◆ Text segment ◆
- - -

Saturday, August 10, 2013

A New Lease on Tackiness

The reason for my rush in getting through All God's People Sing! was that the hymnal I've been really wanting to pat down for evidence of Tackiness on Holy Ground is the Evangelical Lutheran Church in America's latest hymnal, Evangelical Lutheran Worship (Augsburg Fortress, 2006). Henceforward I will be using the abbreviations ELCA and ELW. You may recall that I tore through the liturgical text of ELW several years ago, so I needn't repeat my critique of that part of the book. That five-part overview can be found here, here, here, here, and here.

I guess I did end Part 5 of my ELW liturgy commentary with a promise to evaluate the musical settings of the Divine Service, and I can't find any evidence that I fulfilled that promise. It doesn't matter. Suffice it to say that there are ample musical settings of the Kyrie ("In peace let us pray tot he Lord; Lord have mercy"), Gloria ("Glory to God in the highest"), Dignus est Agnus ("This is the feast of victory for our God"), Gospel Acclamation ("Alleluia, Lord, to whom shall we go" etc.), Great Thanksgiving ("The Lord be with you," etc.), Sanctus ("Holy, holy, holy"), Agnus Dei ("Lamb of God, you take away"), and Nunc dimittis ("Now, Lord, you let your servant go in peace"). If you want to take a quick look for yourself, you can find:
  • Setting One (a pastiche of numbers composed by Mark Mummert, Thomas Pavlechko, and Robert Buckley Farlee) on p. 94
  • Setting Two (composed by Marty Haugen) on p. 116
—both nice-ish modern-ish settings previously unknown to me—
  • Setting Three (by Richard Hillert) on p. 138
  • Setting Four (by Ronald Nelson) on p. 147
—both settings familiar to Missouri Sinners through the hymnals Lutheran Worship (Concordia, 1982) and The Lutheran Service Book (Concordia, 2006)—
  • Setting Five (mostly plainsong-based, arranged by Rexina Fryxell) on p. 156
  • Setting Six (a pastiche of the work of four different composers in a vaguely Christian-pop style) on p. 165
  • Setting Seven (another pastiche based on Hispanic popular music) on p. 175
  • Setting Eight (with a different form of the Kyrie, a pop Gloria by Dennis Friesen-Carper, a John Ylvisaker setting of "This is the Feast," and contributions by three other composers) on p. 184
  • Setting Nine (by Joel Martinson) on p. 193
  • Setting Ten (using metrical paraphrases of the liturgical texts set to familiar hymn tunes) on p. 203, and
  • the non-Communion "Service of the Word" (with music by R. B. Farlee and Jeremy Young, including the new canticle "Salvation belongs to our God") on p. 210.

- - -

◆ Information shown ◆
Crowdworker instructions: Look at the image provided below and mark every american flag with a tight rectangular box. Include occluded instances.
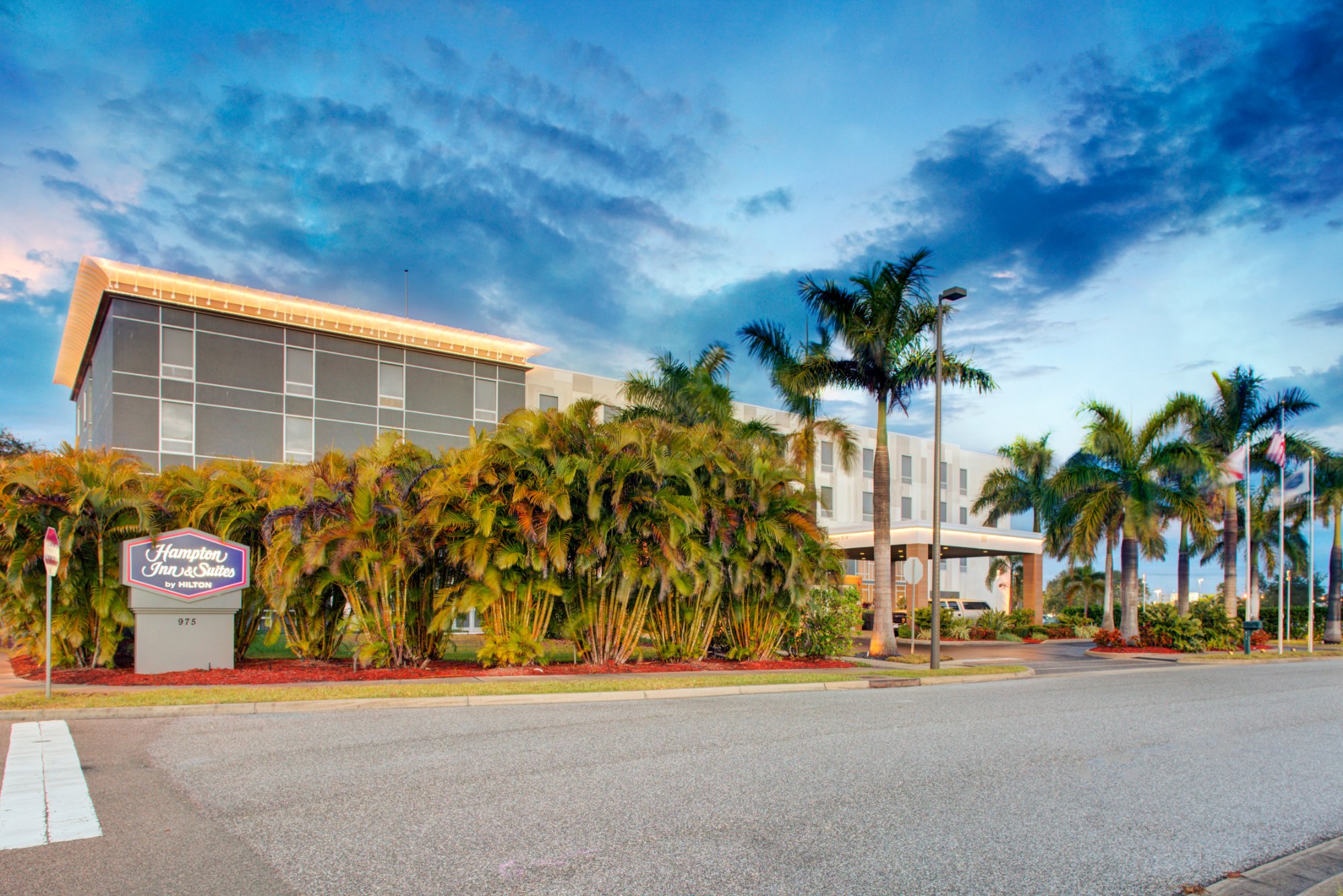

- - -

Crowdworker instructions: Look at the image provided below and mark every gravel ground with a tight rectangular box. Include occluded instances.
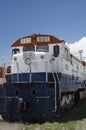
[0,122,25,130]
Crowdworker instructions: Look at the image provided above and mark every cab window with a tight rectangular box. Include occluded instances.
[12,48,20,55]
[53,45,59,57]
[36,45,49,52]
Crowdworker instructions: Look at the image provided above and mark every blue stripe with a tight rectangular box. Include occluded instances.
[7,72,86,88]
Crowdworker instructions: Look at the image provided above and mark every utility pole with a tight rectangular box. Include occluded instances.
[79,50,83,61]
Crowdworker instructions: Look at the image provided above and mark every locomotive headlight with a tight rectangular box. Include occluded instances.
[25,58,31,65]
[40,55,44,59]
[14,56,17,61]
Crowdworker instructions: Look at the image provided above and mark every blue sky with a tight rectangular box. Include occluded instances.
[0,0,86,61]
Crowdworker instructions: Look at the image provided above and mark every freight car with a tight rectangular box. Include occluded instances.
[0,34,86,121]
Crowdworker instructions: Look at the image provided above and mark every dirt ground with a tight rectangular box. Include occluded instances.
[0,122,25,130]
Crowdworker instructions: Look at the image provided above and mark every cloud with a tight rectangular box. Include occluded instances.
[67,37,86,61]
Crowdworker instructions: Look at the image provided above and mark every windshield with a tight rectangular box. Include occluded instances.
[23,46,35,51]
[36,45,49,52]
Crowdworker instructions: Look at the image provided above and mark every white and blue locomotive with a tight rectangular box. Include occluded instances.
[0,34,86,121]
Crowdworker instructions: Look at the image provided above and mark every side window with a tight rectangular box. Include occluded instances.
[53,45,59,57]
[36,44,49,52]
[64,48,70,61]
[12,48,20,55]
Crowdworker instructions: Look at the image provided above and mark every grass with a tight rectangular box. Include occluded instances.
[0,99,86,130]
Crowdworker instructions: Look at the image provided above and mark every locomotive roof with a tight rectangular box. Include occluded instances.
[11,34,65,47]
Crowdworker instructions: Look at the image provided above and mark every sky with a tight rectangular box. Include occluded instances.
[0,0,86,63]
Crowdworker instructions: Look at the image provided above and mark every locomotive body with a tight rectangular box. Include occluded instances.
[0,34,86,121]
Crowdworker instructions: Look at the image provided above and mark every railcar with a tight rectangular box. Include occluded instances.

- - -

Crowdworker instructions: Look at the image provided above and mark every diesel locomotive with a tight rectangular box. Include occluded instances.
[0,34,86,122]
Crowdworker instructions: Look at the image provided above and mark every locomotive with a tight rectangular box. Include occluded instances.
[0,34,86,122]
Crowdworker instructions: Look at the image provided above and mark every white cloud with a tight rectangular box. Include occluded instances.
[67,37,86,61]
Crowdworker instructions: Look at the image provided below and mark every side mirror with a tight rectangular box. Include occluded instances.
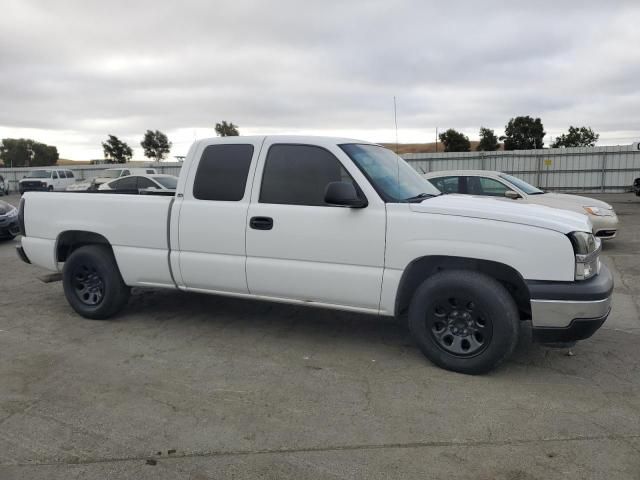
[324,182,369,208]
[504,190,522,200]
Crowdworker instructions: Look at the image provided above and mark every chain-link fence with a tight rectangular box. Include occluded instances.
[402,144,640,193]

- - -

◆ Things to do ◆
[1] In two sentences, summarize the blog post.
[2] According to the blog post, who composed Setting Two?
[3] Reproduce the part of the blog post that opens with the words containing "A New Lease" and closes with "here, and here.".
Answer using only the blog post, not the lines.

◆ Worked solutions ◆
[1] The writer turns to the ELCA's latest hymnal, Evangelical Lutheran Worship (Augsburg Fortress, 2006), to look for evidence of Tackiness on Holy Ground, having already critiqued its liturgical text in an earlier five-part overview. The post then lists the hymnal's musical settings of the Divine Service, from Setting One on p. 94 through Setting Ten on p. 203, plus the non-Communion "Service of the Word" on p. 210.

[2] Marty Haugen.

[3]
A New Lease on Tackiness

The reason for my rush in getting through All God's People Sing! was that the hymnal I've been really wanting to pat down for evidence of Tackiness on Holy Ground is the Evangelical Lutheran Church in America's latest hymnal, Evangelical Lutheran Worship (Augsburg Fortress, 2006). Henceforward I will be using the abbreviations ELCA and ELW. You may recall that I tore through the liturgical text of ELW several years ago, so I needn't repeat my critique of that part of the book. That five-part overview can be found here, here, here, here, and here.